━━ Extracted information

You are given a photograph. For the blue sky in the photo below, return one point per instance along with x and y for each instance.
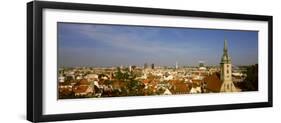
(115, 45)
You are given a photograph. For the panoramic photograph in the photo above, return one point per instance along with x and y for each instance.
(104, 60)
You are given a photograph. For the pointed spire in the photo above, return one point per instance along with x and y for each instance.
(225, 58)
(225, 45)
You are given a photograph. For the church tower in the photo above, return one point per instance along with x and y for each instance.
(226, 71)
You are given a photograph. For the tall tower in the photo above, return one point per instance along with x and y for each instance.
(226, 71)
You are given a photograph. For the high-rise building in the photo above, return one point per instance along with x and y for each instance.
(226, 71)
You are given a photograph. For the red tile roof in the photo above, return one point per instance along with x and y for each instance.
(213, 82)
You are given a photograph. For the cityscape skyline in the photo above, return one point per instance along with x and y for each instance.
(116, 45)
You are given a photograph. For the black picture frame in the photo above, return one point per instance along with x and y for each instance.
(35, 69)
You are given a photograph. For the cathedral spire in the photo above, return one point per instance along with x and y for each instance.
(225, 57)
(225, 45)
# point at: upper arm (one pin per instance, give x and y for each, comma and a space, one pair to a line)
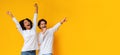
35, 20
17, 25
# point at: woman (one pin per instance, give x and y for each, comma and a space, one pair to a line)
28, 31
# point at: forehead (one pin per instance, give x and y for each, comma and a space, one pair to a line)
42, 22
26, 21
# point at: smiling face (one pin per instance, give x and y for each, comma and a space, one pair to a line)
42, 23
27, 24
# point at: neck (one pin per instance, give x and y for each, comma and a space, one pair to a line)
43, 29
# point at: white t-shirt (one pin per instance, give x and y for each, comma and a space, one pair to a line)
30, 36
46, 40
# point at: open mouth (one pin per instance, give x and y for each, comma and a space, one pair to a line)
28, 25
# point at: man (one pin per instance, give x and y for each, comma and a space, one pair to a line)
46, 36
28, 31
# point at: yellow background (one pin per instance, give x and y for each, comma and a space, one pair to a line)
92, 27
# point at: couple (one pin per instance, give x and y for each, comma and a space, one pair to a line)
32, 41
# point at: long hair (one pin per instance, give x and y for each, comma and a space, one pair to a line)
22, 23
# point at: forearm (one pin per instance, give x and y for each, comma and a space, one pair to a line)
36, 8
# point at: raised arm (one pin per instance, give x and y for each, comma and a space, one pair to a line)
16, 22
54, 28
35, 16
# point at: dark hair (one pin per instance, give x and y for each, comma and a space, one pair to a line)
39, 22
22, 23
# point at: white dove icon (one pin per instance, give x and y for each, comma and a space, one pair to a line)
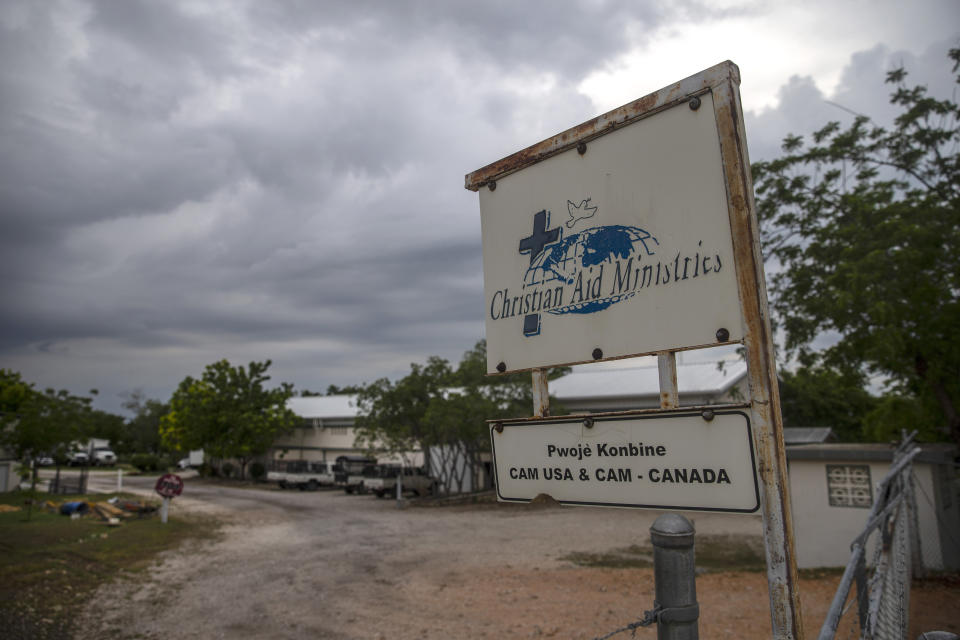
579, 211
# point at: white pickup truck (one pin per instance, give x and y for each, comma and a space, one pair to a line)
301, 474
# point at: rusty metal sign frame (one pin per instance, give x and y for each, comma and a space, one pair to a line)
722, 81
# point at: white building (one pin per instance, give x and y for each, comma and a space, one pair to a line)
832, 489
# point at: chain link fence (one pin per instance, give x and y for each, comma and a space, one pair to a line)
873, 599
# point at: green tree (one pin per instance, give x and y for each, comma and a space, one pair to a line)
228, 413
863, 229
822, 397
141, 434
391, 414
443, 412
36, 423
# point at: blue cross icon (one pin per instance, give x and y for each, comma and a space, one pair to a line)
541, 236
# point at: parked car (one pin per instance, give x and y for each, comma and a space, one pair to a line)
382, 481
103, 456
301, 474
349, 472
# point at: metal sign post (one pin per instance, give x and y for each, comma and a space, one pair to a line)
635, 234
168, 486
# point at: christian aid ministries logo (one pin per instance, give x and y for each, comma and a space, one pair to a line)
590, 270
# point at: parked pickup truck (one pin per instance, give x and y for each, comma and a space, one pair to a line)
103, 457
349, 472
301, 474
382, 481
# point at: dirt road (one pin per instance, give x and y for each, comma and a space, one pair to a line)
329, 565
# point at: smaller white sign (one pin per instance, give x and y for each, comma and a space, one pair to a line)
656, 461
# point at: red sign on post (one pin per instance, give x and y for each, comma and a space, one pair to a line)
169, 485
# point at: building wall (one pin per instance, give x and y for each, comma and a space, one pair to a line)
320, 441
823, 532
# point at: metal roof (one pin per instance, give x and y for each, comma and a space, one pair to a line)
807, 435
328, 407
692, 378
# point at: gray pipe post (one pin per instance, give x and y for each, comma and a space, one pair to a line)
674, 578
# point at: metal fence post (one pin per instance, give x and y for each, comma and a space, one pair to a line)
675, 586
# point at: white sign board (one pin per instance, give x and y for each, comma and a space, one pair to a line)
625, 248
658, 461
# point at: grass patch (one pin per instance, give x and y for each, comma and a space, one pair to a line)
713, 553
51, 565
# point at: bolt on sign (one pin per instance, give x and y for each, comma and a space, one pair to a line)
632, 234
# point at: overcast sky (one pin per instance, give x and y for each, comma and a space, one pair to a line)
182, 182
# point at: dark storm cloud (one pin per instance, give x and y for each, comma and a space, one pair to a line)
803, 107
182, 182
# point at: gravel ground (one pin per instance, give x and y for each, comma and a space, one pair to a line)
329, 565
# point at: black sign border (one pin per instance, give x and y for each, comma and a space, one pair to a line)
644, 416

━━━━

Exercise requirements –
In your copy of the listing above, reproduce each line exactly and omit all pictures.

Output of the task –
You are given a photograph. For the blue sky in the photo below, return one point per instance along with x and y for each instance.
(115, 45)
You are given a photograph. For the panoramic photograph in the photo above, return one point per instance along with x and y for each instance.
(104, 60)
You are given a photograph. For the pointed spire in the photo above, return one point per instance along with x and y for each instance.
(225, 58)
(225, 45)
You are given a photograph. For the church tower in the photo above, return one point per instance along with x and y for each instance.
(226, 71)
You are given a photograph. For the tall tower in the photo above, return one point per instance along with x and y for each instance.
(226, 71)
You are given a photograph. For the high-rise building in the photo above, return one point per instance along with x and y for each instance.
(226, 71)
You are given a photograph. For the red tile roof in the photo above, return one point per instance along with x and y for each instance.
(213, 82)
You are given a photograph. For the cityscape skyline in the photo above, return one point per instance along with x and y for each instance.
(116, 45)
You are given a photograph. For the black picture frame in the photo above, return one point per instance along with x and y for each instance.
(35, 69)
You are given a photograph. For the cathedral spire in the photo above, return one point per instance along with x and y for each instance.
(225, 57)
(225, 45)
# point at: upper arm (one pin per instance, give x and y for each, comma and a space, one pair to a line)
35, 20
17, 25
# point at: woman (one pin per instance, give x and y for each, comma and a space, one pair to a line)
28, 31
# point at: forehead (one pin per instance, give x and y for each, comma and a space, one pair to a line)
42, 22
26, 21
# point at: smiling face (one pin per instance, give x and y for each, comma and a space, one pair to a line)
42, 23
27, 24
# point at: neck (one pin per instance, give x and y for each, comma and a space, one pair to a line)
43, 29
# point at: white t-shirt (one pin per instance, give x and y for each, comma and a space, one pair to a line)
30, 36
46, 40
# point at: open mouth (one pin per instance, give x and y for each, comma and a space, one pair to a line)
28, 25
# point at: man (one pin per instance, give x and y for each, comma and a space, one pair to a line)
46, 36
28, 31
# point at: yellow background (one pin per instance, give x and y for each, comma and a space, one pair to a line)
92, 27
# point at: couple (one pin per instance, give x and y for each, comma and a space, one pair to a line)
32, 41
# point at: long hair (one pin per instance, give x and y for each, comma and a space, one pair to a line)
22, 23
# point at: forearm (one pin per instance, give x and y for each, comma and a space, one pair to a line)
36, 8
# point at: raised arm (one pin per instance, give x and y for each, comma and a space, one pair to a line)
16, 22
54, 28
35, 16
# point at: dark hair (one pin per instance, give x and y for each, comma and a space, one pair to a line)
39, 22
22, 23
# point at: white dove icon (one pin per instance, give x and y for each, comma and a space, one pair to a line)
579, 211
# point at: white pickup truck (one pin per instance, give x and y for each, comma and a space, one pair to a line)
301, 474
# point at: rusty metal sign frame (one pin per instance, give x and y for each, comma and a space, one pair to a line)
722, 81
# point at: white building (one pin per instance, give x and y for each, comma and a space, one pair to a line)
832, 489
# point at: chain link fence (one pin per instance, give x and y for each, comma and a space, one pair to a line)
873, 599
# point at: green tree (one pin per instance, give x and y for each, comma and a space, one pair to a line)
228, 413
863, 229
822, 397
141, 434
391, 414
443, 412
36, 423
# point at: blue cross icon (one pin per instance, give x and y for each, comma and a space, one pair to a line)
541, 236
# point at: parked car (one pin per instance, give x and y for each, comma and a space, one pair to a line)
382, 481
103, 456
301, 474
349, 472
# point at: metal sign post (one pin per instance, give x and y for each, comma and a space, one pair to a line)
635, 234
168, 486
# point at: christian aid ministries logo (one pin per instance, give x and y for each, comma and a space, one pair to a line)
590, 270
# point at: parked pickup truck (one pin per instance, give x and y for each, comma and a space, one pair to a line)
103, 457
349, 472
301, 474
382, 481
# point at: dirt road (one pin per instance, give x and y for each, comma and a space, one pair to a line)
329, 565
# point at: smaller white sign (one pin per instance, give x and y for each, comma and a space, one pair to a line)
656, 461
# point at: red sign on post (one pin per instance, give x and y for each, comma and a space, one pair to a line)
169, 485
# point at: building wall (one pin per instance, give x and y for each, comma and a space, one pair to a line)
320, 441
823, 532
# point at: metal roof (one pin per instance, give x and y for each, comma and a space, one pair to a line)
807, 435
328, 407
692, 378
# point at: gray pipe post (one pin per instance, give x and y for each, comma and a space, one pair to a line)
674, 578
# point at: metal fence post (one pin per instance, give x and y for each, comma and a space, one pair to a line)
675, 586
# point at: white sign board (one pin per instance, give x and y for each, comma and a space, one pair to a line)
625, 248
658, 461
# point at: grass patch (one pin per instance, give x and y for each, comma and a space, one pair to a line)
713, 553
51, 565
# point at: bolt on sign (one pin per instance, give x and y for each, comma and a space, one pair to a line)
632, 234
# point at: overcast sky (one pin per instance, give x and y for each, comma and a space, one pair to a line)
182, 182
# point at: dark storm cloud (one pin per instance, give x and y for each, comma and a space, one pair to a line)
803, 107
182, 182
# point at: gravel ground (one pin per instance, give x and y for each, comma and a space, one pair to a line)
329, 565
# point at: black sign border (one pin per instance, give x and y for each, comma and a space, one pair to a line)
644, 416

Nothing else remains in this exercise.